Aim of the exercise: Format the stretch of lines from the one containing "roof rack, which" through the one containing "pixel 36 138" as a numbered list, leaving out any blank lines.

[Coordinate annotation entries]

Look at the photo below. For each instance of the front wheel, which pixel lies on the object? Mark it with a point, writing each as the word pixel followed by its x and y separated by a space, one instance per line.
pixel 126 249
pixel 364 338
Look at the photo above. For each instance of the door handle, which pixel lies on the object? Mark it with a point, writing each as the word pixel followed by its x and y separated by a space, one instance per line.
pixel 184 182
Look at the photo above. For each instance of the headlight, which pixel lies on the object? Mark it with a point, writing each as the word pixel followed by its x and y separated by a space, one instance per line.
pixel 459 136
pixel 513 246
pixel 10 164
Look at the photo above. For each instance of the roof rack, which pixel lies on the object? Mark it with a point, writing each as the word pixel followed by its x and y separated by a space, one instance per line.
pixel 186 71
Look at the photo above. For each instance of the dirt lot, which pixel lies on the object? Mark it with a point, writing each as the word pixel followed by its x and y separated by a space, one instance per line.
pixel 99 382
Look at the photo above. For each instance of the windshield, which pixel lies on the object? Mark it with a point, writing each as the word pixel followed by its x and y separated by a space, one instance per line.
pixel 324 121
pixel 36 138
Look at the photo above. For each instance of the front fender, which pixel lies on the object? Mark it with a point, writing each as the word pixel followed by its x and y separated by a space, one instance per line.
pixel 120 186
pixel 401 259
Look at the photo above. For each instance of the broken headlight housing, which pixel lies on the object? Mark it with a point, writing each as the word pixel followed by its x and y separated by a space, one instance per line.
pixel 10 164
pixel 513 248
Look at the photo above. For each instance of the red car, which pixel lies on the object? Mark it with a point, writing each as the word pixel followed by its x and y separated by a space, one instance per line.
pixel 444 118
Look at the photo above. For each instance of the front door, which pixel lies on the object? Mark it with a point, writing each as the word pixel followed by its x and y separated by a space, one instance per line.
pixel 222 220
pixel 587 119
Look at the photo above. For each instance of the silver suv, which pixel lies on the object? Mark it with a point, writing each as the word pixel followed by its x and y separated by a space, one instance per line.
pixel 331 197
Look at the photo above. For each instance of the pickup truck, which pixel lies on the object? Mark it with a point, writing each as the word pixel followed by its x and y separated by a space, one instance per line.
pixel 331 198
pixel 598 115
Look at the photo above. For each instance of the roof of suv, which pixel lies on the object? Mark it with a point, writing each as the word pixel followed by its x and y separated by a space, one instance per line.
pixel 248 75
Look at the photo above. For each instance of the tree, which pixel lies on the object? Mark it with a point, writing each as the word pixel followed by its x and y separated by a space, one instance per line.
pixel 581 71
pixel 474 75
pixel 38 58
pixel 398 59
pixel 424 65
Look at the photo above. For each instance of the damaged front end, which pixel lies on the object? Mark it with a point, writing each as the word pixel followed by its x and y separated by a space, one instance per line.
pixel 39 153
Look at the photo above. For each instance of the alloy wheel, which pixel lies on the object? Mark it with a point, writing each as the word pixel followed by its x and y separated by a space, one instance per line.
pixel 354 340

...

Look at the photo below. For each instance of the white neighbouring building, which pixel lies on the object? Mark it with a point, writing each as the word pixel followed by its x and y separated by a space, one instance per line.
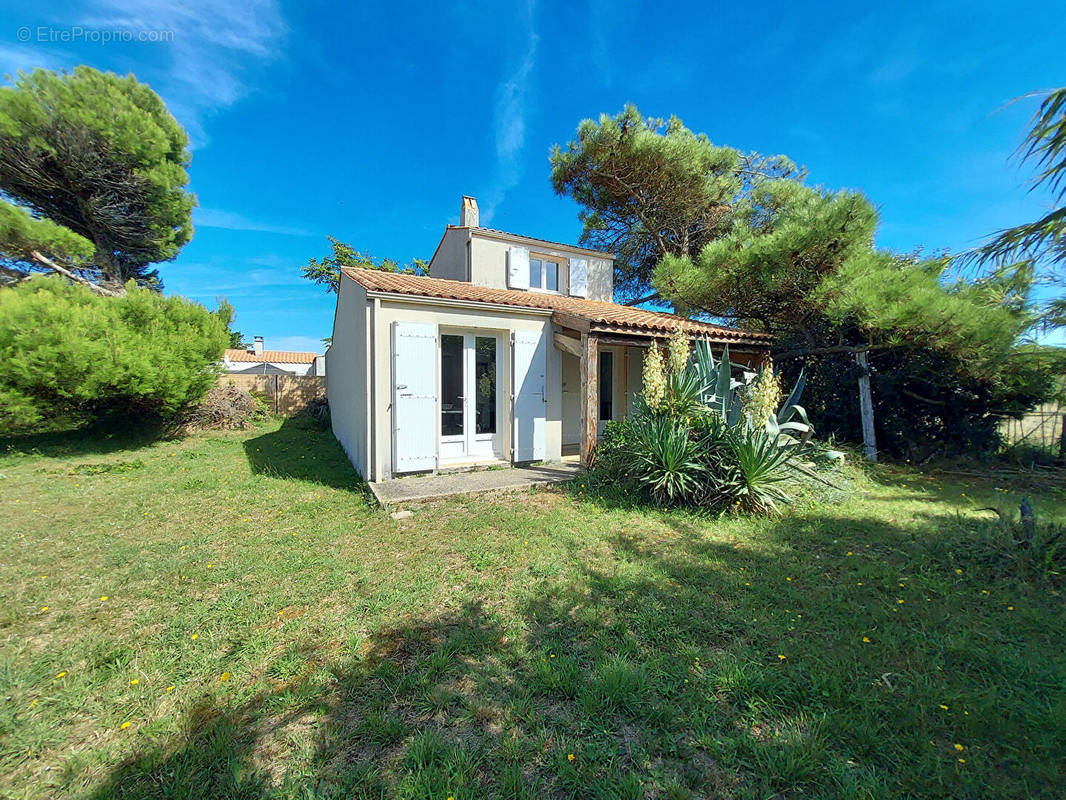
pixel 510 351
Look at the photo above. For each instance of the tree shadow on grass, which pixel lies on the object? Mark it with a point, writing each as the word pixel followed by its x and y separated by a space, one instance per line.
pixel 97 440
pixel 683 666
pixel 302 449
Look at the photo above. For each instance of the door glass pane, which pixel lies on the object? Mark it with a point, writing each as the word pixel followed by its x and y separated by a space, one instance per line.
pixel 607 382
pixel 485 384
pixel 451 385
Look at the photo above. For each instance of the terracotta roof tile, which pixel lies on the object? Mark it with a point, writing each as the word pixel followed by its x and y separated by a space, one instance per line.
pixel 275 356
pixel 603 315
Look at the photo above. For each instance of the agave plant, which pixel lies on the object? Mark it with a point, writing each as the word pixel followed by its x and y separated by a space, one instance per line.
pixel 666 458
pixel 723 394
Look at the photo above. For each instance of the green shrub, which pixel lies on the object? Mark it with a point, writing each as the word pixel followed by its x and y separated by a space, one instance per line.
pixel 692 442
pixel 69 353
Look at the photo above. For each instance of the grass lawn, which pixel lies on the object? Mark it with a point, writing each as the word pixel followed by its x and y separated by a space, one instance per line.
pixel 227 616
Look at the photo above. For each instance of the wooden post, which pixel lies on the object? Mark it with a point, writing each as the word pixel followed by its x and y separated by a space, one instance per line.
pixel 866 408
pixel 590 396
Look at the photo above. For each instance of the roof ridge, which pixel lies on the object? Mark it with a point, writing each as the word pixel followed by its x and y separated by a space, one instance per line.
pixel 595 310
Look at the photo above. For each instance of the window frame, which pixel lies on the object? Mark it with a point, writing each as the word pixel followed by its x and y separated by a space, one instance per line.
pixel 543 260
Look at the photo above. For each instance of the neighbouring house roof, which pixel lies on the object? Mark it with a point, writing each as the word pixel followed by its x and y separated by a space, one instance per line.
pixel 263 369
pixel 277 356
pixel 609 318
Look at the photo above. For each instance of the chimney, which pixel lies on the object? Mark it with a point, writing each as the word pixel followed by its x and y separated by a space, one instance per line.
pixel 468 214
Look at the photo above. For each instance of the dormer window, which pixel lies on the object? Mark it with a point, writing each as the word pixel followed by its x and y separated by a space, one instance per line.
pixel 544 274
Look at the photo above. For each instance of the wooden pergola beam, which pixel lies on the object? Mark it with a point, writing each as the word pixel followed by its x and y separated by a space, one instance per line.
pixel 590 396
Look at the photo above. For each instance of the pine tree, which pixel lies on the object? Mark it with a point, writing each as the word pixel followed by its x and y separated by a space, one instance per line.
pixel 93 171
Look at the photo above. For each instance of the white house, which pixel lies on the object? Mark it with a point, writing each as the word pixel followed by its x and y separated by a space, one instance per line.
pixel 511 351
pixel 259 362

The result:
1. Look at the photo above. For each instance of the roof rack, which pixel lies on the object? Mark it with a point, writing each as the word pixel followed by its x and y separated by a space, one instance per line.
2. pixel 186 71
3. Look at the photo above. For each instance of the dirt lot, which pixel lies on the object? Mark it with a point, writing each as the word pixel followed by its x and y separated by a space, one instance per line.
4. pixel 99 382
5. Look at the photo above. For each instance of the windshield, which pixel lies on the object? Mark it with a point, writing each as the word pixel followed by its x and y separated by a space, one instance per line.
6. pixel 324 121
7. pixel 36 138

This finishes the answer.